(PROBLEM STATEMENT)
Please pick out each line of the material below that contains the word "stick" and copy those lines.

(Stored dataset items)
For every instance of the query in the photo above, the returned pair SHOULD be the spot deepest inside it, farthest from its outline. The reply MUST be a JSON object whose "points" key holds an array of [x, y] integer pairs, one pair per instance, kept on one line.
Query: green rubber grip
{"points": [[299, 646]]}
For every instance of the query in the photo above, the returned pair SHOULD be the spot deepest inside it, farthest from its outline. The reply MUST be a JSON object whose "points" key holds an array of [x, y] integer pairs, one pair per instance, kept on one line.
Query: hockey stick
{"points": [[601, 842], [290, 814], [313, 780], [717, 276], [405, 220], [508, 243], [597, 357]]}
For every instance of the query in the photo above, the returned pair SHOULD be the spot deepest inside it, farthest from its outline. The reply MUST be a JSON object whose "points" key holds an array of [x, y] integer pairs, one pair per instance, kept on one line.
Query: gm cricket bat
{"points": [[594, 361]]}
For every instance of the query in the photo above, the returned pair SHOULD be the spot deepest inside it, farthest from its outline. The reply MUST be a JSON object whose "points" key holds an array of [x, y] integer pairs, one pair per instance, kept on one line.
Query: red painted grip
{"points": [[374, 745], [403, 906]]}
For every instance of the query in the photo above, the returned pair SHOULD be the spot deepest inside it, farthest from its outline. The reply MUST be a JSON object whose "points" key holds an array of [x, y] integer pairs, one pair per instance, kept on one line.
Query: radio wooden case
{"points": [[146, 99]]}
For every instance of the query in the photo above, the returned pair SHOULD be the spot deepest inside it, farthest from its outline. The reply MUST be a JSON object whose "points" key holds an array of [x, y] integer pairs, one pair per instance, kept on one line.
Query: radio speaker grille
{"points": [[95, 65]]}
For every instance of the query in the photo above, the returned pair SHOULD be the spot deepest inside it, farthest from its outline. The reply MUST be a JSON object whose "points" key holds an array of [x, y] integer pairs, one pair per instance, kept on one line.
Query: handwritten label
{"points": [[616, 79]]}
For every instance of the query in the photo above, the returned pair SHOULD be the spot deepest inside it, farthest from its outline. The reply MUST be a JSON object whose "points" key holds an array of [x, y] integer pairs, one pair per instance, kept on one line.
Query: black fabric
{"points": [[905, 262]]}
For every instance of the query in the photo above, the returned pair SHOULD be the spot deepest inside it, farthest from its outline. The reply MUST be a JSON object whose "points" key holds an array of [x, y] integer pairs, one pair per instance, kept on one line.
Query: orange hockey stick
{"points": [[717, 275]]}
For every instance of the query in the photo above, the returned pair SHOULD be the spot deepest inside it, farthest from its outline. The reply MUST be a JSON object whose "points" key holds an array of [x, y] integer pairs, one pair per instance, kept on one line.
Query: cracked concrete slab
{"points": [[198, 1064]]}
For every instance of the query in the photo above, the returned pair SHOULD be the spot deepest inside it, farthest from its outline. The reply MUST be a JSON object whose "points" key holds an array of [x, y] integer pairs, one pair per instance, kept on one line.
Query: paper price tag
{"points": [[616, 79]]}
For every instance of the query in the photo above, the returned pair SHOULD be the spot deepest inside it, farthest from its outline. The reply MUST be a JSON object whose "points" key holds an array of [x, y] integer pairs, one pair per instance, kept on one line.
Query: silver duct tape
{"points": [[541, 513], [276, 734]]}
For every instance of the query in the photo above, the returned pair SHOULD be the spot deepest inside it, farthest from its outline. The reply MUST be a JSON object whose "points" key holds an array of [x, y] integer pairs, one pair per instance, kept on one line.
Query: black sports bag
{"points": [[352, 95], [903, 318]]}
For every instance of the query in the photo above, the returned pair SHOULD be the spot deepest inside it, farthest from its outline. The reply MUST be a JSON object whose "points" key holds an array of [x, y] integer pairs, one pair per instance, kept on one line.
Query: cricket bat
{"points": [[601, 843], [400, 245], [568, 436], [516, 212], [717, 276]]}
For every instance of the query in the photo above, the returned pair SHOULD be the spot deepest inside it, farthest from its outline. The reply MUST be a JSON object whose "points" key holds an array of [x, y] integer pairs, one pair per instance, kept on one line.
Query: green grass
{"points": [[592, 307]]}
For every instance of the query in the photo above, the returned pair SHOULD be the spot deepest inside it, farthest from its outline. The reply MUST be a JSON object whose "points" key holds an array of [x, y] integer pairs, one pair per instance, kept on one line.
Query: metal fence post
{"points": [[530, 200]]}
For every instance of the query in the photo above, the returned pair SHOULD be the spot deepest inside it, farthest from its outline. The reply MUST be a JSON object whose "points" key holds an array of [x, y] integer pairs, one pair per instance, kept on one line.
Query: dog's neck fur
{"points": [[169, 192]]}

(WRITTEN REPLY)
Query: hockey stick
Query: orange hockey stick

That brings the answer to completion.